> _Document segment_:
- - -

Behind the scene is that when compiling, Rust puts these ParseRule
structs in the program’s static memory. Review the OS process layout if you already forget. It is in the “Data” section, which is the same place as the global variable. It is NOT in the heap. It is NOT LATER MOVED from stack section to the data section.
┌─────────────────┐
│ Stack │ ← Local variables (dies when function ends)
├─────────────────┤
│ Heap │ ← Dynamic allocations (Box, Vec, String)
├─────────────────┤
│ Static Memory │ ← 'static data lives here! (never dies)
├─────────────────┤
│ Program Code │ ← Your compiled functions
└─────────────────┘
Let’s review a bit.
- Stack: dies when the function ends.
fn broken() -> &ParseRule { // No 'static
let rule = ParseRule { /* ... */ }; // Lives on stack
&rule // ERROR: rule dies when function ends!

- - -

> _Dataset content_:
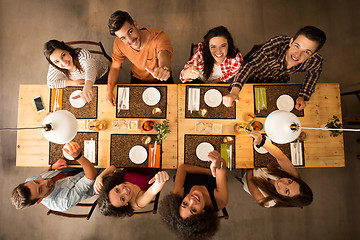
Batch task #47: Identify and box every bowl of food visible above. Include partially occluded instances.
[141,120,155,132]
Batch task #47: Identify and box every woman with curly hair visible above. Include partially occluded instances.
[159,151,229,239]
[44,40,109,102]
[242,131,313,208]
[180,26,243,83]
[94,166,169,217]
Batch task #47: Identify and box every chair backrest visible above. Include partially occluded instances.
[65,41,112,62]
[47,200,97,220]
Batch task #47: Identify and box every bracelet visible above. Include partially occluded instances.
[256,135,266,148]
[74,152,82,160]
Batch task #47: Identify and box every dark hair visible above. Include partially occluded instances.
[108,10,134,36]
[202,26,239,80]
[251,166,313,207]
[97,172,134,217]
[44,39,84,78]
[293,26,326,52]
[159,193,219,240]
[11,183,39,209]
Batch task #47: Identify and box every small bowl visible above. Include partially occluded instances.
[141,120,155,132]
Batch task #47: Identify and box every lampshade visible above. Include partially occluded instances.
[265,110,301,144]
[42,110,78,144]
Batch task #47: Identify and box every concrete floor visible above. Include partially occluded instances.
[0,0,360,240]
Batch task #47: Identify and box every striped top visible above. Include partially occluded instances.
[47,49,109,88]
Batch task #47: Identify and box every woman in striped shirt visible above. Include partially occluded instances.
[44,40,109,102]
[180,26,243,83]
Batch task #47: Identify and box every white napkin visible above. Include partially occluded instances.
[84,139,95,163]
[118,87,130,110]
[290,142,303,166]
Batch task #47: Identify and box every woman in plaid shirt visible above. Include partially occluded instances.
[180,26,243,83]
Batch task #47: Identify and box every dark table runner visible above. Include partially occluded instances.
[185,85,236,119]
[184,134,236,169]
[110,134,162,168]
[50,86,98,119]
[116,85,167,119]
[253,84,304,117]
[254,141,305,167]
[49,132,99,166]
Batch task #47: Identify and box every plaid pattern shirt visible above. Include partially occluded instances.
[180,42,243,83]
[231,36,323,101]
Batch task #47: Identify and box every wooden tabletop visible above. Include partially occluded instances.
[16,83,345,169]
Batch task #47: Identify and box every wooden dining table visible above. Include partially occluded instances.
[16,83,345,169]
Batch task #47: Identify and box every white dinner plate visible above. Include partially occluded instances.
[63,144,74,160]
[142,87,161,106]
[69,90,85,108]
[276,94,294,112]
[196,142,214,161]
[129,145,147,164]
[204,89,222,107]
[254,136,271,154]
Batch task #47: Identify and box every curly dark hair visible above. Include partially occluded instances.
[251,165,313,207]
[97,172,134,217]
[44,39,84,78]
[159,193,219,240]
[202,26,239,80]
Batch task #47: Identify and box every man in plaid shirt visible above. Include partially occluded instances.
[223,26,326,110]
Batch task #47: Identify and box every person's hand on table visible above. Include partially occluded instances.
[51,159,67,170]
[295,97,306,111]
[145,67,170,81]
[208,150,225,177]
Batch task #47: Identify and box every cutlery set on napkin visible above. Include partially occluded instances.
[188,88,200,113]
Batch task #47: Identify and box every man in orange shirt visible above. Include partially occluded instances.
[106,10,173,106]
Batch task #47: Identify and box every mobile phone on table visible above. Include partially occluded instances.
[34,96,45,112]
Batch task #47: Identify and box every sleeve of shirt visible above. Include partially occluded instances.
[299,57,323,101]
[78,49,97,82]
[180,43,204,83]
[46,64,68,88]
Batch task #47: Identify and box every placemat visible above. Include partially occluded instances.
[116,85,167,119]
[254,140,305,167]
[184,134,236,169]
[253,84,304,117]
[50,86,98,119]
[185,85,236,119]
[110,134,162,168]
[49,132,99,166]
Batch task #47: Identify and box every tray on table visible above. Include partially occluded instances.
[49,132,99,166]
[116,85,167,119]
[185,85,236,119]
[253,84,304,117]
[184,134,236,169]
[110,134,162,168]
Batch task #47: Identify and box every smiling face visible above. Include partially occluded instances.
[25,178,55,200]
[109,183,133,207]
[285,35,319,69]
[274,178,300,197]
[50,49,76,71]
[115,21,141,50]
[209,36,229,65]
[179,190,205,219]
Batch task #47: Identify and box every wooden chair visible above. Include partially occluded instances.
[47,200,97,220]
[65,41,112,62]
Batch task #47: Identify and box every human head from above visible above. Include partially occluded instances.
[251,166,313,207]
[159,193,219,239]
[286,26,326,67]
[11,178,55,209]
[202,26,238,79]
[108,10,141,50]
[44,40,82,77]
[97,172,134,217]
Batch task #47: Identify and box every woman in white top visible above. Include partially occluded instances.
[243,131,313,208]
[44,40,109,102]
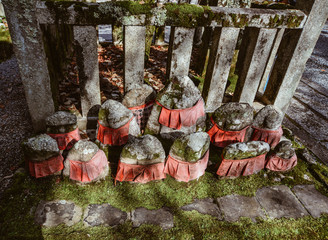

- - -

> _Tasks to perform_:
A - List the four memory regions shown in the layout diagram of the Rust memory passage.
B - Put the lines of the records into a numbered list, from the line containing "Batch task #47: Identify and box every white dinner" through the line containing "[106,10,173,106]", inclusive, and leave out any blank lines.
The Rust memory passage and the records are independent of each other.

> _Task-by-task outputs_:
A -
1. Stack
2. Heap
3. Static Memory
4. Program Code

B -
1. Batch task #47: Identify and box every white dinner plate visible above. Include partially occluded instances.
2. [63,144,74,160]
3. [142,87,161,106]
4. [69,90,85,108]
5. [276,94,294,112]
6. [196,142,214,161]
7. [129,145,147,164]
8. [204,89,222,107]
9. [254,136,271,154]
10. Batch task #47: Identify and box every curly dark hair visible above. Include partially occluded instances.
11. [251,165,313,207]
12. [97,172,134,217]
13. [44,39,84,78]
14. [159,193,219,240]
15. [202,26,239,80]
16. Batch task #47: Identify and box every man in plaid shirt visible above. Include partially occluded instances.
17. [223,26,326,110]
18. Batch task #47: Identify and box every person's hand on table visible above. Include partially occluded instances.
19. [51,159,67,170]
20. [295,97,306,111]
21. [145,67,170,81]
22. [208,150,225,177]
23. Batch task #47: Identify and box every cutlery set on napkin visible above. Include partially occluded instances.
24. [188,88,200,113]
25. Batch task #47: Identify and box every man in orange shirt visible above. Include partially occluded instances.
26. [106,10,173,106]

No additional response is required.